Self-Reflection as a Research Instrument in Interpretive Phenomenology

Friday, April 24, 2015
Natalie M. Pool, BSN, RN , College of Nursing, University of Arizona, Tucson, AZ
Mary S. Koithan, PhD, RN, APRN, BC , College of Nursing, University of Arizona, Tucson, AZ
Purpose:  Nurses provide the majority of cancer care and play a principal role in patient experiences, particularly within marginalized populations such as American Indians (AI). The significant AI cancer inequity is marked by elevated mortality and morbidity, and although the literature suggests that nurses can positively impact patient outcomes they may also contribute to negative cancer experiences due to high levels of compassion fatigue and cross-cultural conflict. The purpose of this presentation is to describe the utility and value of using self-reflection as a research instrument during the first phase of a phenomenological study exploring the meaning of providing nursing care to AI cancer patients. 

Rationale: Interpretive phenomenology requires that the researcher integrate his or her own biases and assumptions into the investigation as a conscious act of enmeshment between philosophical orientation and the phenomenon of study.  Researchers engage in immediate, insightful, and intensely reflective writing in an effort to avoid contamination of the study by superficial preconceptions.  During this critical first phase, self-reflection allows meaning to be assigned while recognizing the inseparability of emotion, thought, and language in human experience.                   

Methods:  A comprehensive personal reflection on the meaning of providing cancer care to AI patients was undertaken using a modified process for producing lived-experience descriptions:  1) an initial description of the experience was handwritten using a journal with careful attention given to avoiding causal explanations, generalizations, or initial interpretations; 2) feelings, moods, emotions, and embodied sensations were detailed; 3) particularly vivid events and experiences were identified and further described in subsequent writings after dwelling within previous journal entries; 4) constant attention was given to how the body felt as well as other sensory responses resulting in increasingly corporeal writing; 5) language and text remained authentic and reflective of how the experience felt at a particular moment in time.

## Requirement 1
Translate this sentence from the abstract on self-reflection in phenomenology into Spanish: "Nurses provide the majority of cancer care and play a principal role in patient experiences, particularly within marginalized populations such as American Indians (AI)."
## Requirement 2
Go on with the abstract on self-reflection in phenomenology, picking up after its final sentence about the steps of the reflection process.

## Input data
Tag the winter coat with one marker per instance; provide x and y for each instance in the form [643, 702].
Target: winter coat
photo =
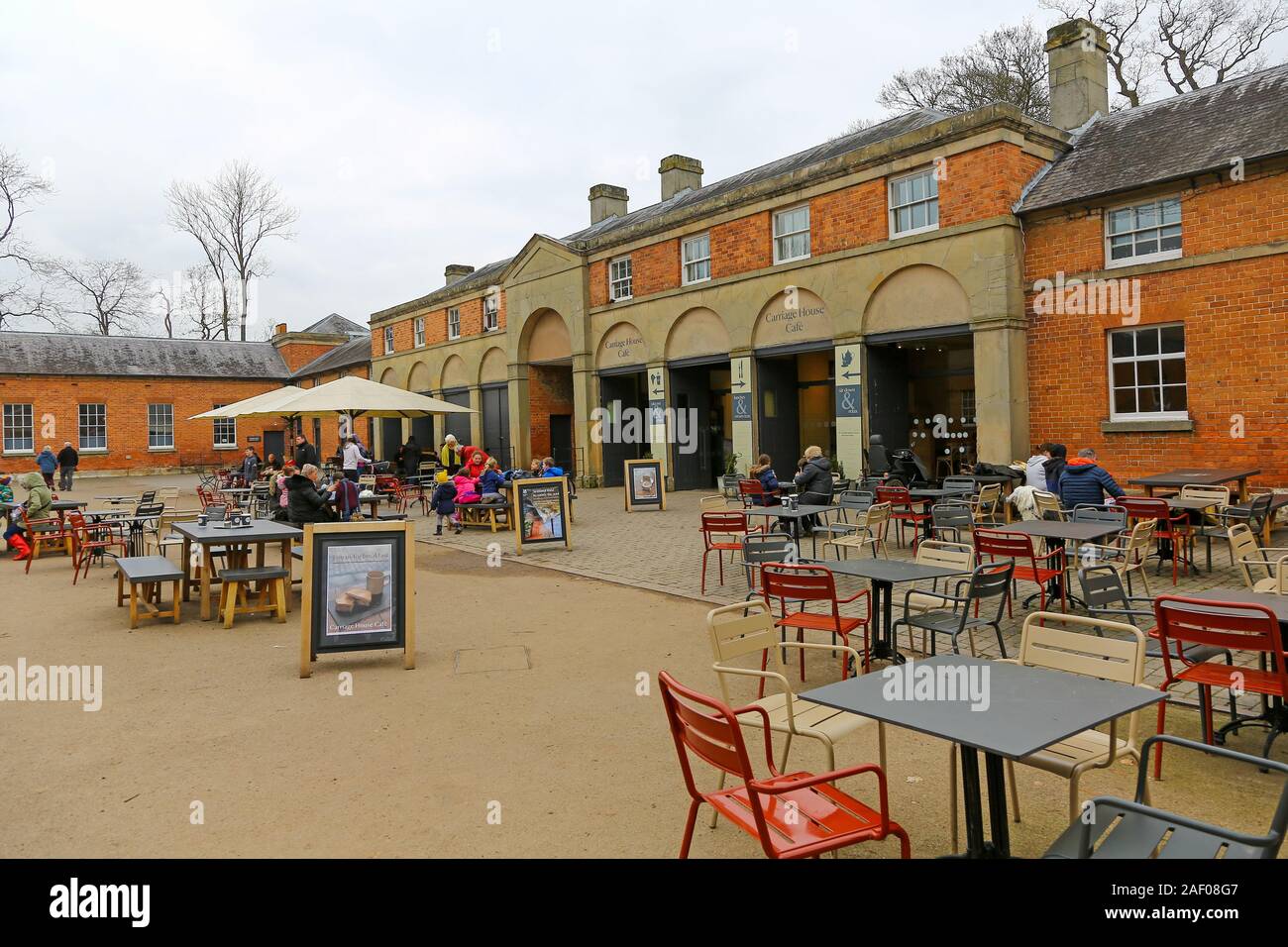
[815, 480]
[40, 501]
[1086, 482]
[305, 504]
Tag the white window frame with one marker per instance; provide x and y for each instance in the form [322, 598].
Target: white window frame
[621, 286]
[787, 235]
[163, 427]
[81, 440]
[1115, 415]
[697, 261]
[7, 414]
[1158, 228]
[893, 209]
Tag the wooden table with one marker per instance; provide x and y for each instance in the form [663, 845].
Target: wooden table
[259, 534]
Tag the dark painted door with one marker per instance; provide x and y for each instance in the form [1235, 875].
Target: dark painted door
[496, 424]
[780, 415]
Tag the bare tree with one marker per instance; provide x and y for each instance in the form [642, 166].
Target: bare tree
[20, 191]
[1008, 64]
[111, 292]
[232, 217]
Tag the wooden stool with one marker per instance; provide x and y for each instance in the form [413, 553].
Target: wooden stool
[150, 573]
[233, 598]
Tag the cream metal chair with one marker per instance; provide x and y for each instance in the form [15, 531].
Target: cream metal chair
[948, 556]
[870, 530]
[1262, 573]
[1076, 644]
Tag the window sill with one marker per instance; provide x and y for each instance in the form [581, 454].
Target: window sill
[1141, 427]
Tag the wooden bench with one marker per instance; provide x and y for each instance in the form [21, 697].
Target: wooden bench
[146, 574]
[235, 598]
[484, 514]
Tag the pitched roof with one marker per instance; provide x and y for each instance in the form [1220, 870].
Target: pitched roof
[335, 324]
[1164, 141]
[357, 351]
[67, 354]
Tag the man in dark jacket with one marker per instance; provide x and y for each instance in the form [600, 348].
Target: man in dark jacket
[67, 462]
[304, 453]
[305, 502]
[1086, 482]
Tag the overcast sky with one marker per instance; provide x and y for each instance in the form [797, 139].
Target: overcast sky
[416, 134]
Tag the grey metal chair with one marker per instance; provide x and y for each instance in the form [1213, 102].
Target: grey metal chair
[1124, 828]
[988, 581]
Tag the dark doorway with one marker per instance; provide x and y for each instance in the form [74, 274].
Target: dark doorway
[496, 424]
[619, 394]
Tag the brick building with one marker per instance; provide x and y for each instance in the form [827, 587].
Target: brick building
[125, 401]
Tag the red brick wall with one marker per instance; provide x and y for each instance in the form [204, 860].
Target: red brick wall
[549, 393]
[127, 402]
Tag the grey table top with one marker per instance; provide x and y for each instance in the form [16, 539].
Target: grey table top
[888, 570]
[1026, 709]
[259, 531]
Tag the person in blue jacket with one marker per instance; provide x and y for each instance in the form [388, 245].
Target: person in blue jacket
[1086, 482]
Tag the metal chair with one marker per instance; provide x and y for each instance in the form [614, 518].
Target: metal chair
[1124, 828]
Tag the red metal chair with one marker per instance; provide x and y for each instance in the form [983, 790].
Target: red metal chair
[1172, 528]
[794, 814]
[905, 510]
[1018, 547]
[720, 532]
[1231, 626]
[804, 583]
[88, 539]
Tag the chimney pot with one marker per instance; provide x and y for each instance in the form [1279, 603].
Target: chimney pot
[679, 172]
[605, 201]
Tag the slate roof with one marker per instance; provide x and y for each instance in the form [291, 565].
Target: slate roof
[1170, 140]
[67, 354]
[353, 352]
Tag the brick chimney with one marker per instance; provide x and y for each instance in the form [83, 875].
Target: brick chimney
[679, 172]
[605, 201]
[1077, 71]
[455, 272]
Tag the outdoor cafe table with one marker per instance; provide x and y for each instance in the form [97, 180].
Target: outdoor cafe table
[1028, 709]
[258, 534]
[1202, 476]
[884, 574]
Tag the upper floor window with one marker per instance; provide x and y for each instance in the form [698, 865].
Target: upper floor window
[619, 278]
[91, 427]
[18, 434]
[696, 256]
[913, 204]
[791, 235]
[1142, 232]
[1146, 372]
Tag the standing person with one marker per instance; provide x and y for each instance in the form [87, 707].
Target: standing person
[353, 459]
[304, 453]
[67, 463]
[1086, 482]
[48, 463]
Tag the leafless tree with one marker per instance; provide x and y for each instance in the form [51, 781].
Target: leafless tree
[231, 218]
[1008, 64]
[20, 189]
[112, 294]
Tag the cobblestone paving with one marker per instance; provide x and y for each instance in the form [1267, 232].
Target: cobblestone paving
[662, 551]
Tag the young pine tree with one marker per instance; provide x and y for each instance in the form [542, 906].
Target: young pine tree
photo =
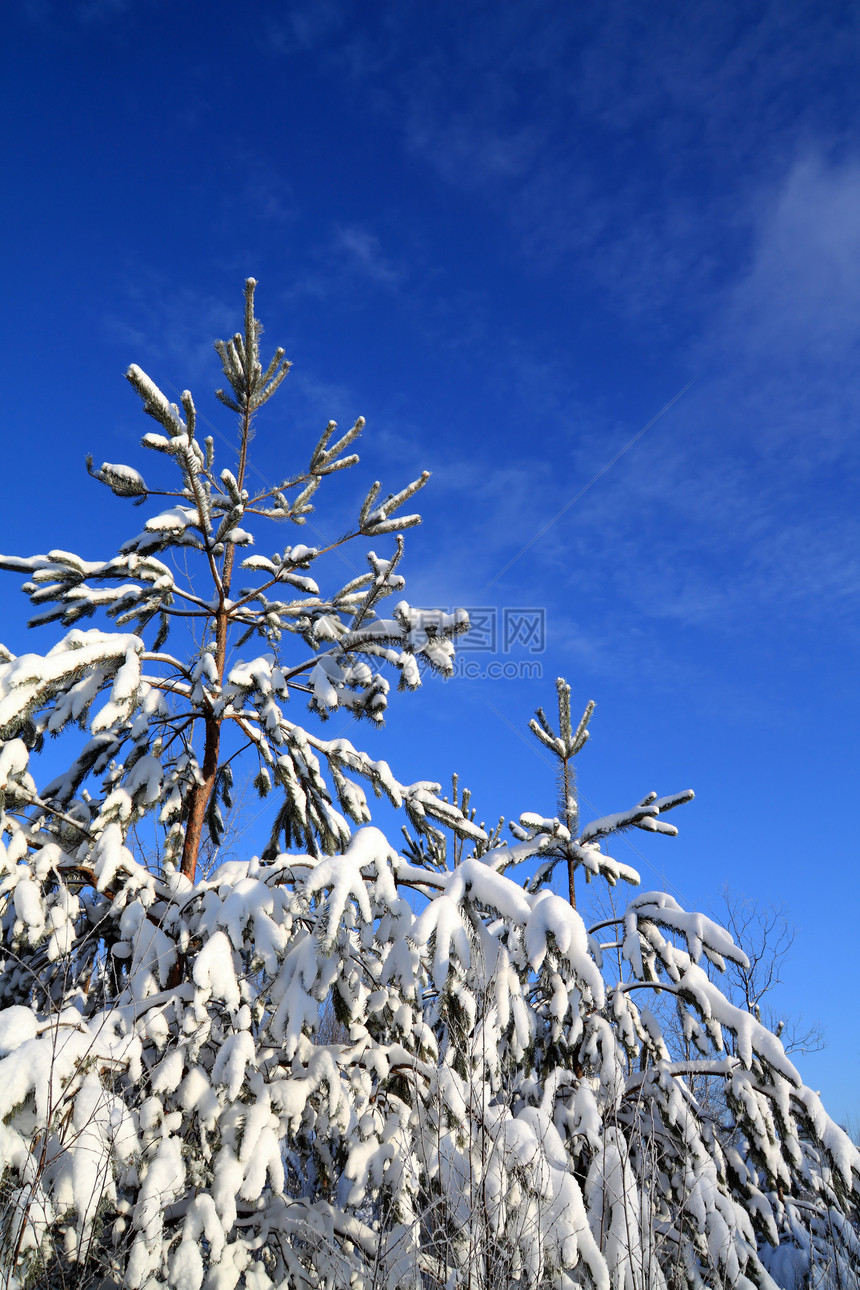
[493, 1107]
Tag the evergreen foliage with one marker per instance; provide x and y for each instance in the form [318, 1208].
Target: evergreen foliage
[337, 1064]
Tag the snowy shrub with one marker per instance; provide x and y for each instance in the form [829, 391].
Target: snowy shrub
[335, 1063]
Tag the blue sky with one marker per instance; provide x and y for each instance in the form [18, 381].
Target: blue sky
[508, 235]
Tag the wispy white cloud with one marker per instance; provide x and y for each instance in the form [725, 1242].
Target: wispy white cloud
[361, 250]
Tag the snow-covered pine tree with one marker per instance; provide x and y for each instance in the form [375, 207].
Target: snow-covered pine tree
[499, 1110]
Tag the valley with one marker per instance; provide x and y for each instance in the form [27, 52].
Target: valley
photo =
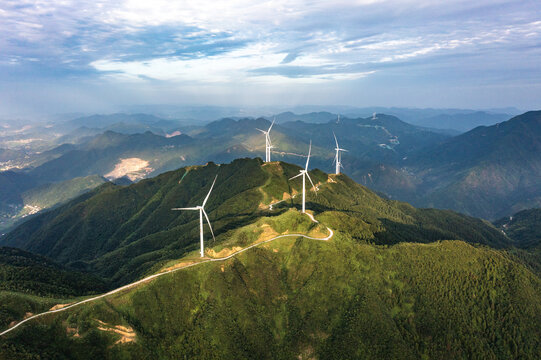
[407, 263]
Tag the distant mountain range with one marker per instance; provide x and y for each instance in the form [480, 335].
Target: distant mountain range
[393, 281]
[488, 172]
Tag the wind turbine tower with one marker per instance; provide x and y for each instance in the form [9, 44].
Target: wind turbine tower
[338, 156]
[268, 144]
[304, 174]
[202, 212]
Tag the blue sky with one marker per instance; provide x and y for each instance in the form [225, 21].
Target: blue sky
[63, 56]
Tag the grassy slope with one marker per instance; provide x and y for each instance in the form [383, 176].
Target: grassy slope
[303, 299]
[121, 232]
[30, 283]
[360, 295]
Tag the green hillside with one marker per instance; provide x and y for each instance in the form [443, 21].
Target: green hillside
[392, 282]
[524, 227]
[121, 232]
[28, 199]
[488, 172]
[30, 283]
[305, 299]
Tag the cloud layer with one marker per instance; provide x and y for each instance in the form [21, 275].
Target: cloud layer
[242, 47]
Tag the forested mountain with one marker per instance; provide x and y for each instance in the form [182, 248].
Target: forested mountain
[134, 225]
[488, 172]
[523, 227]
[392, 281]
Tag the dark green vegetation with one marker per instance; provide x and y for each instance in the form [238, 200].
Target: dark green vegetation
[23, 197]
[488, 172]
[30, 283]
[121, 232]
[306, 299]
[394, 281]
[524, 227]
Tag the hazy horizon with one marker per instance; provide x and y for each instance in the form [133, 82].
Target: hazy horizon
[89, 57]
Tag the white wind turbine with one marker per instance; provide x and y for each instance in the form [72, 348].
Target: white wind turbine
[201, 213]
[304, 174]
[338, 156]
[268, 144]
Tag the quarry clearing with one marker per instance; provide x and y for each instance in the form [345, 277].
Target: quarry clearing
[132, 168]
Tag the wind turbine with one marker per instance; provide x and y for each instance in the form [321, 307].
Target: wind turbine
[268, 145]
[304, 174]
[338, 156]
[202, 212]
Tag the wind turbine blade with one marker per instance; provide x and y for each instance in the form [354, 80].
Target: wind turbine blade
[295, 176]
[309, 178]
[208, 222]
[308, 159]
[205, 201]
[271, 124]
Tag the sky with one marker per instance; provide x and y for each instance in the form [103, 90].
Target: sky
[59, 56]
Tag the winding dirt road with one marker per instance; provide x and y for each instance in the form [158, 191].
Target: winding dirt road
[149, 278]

## Exercise response 1
El personal de enfermería brinda la mayor parte de la atención oncológica y desempeña un papel principal en las experiencias de los pacientes, en particular dentro de poblaciones marginadas como los indígenas norteamericanos (AI).

## Exercise response 2
Results:  Analysis is ongoing although findings will describe and explore one nurse’s personal experience, including its meaning within the context of the persistent AI cancer inequity.  Preliminary results emanating from self-reflection will help to identify the limitations and boundaries surrounding individual interpretation of an experienced phenomenon; encourage greater reflexivity, resulting in a richer overall interpretation; guide productive hermeneutic interviews among future nurse participants as they express the meaning of providing nursing care to AI cancer patients; and improve the rigor within the larger investigation.

Implications: Personal reflection can illuminate the lifeworld of a cancer care nurse and may be used as a tool for exploring the nurse’s role in the ongoing AI cancer inequity in clinical practice. The nuances and hidden meaning within the AI patient-nurse relationship likely impact the delivery and quality of cancer care provided to this population.  Completion of this first turn of the hermeneutic circle through self-reflection during an interpretive phenomenological study will contribute to our understanding of the phenomenon as a whole through appraisal of the many parts.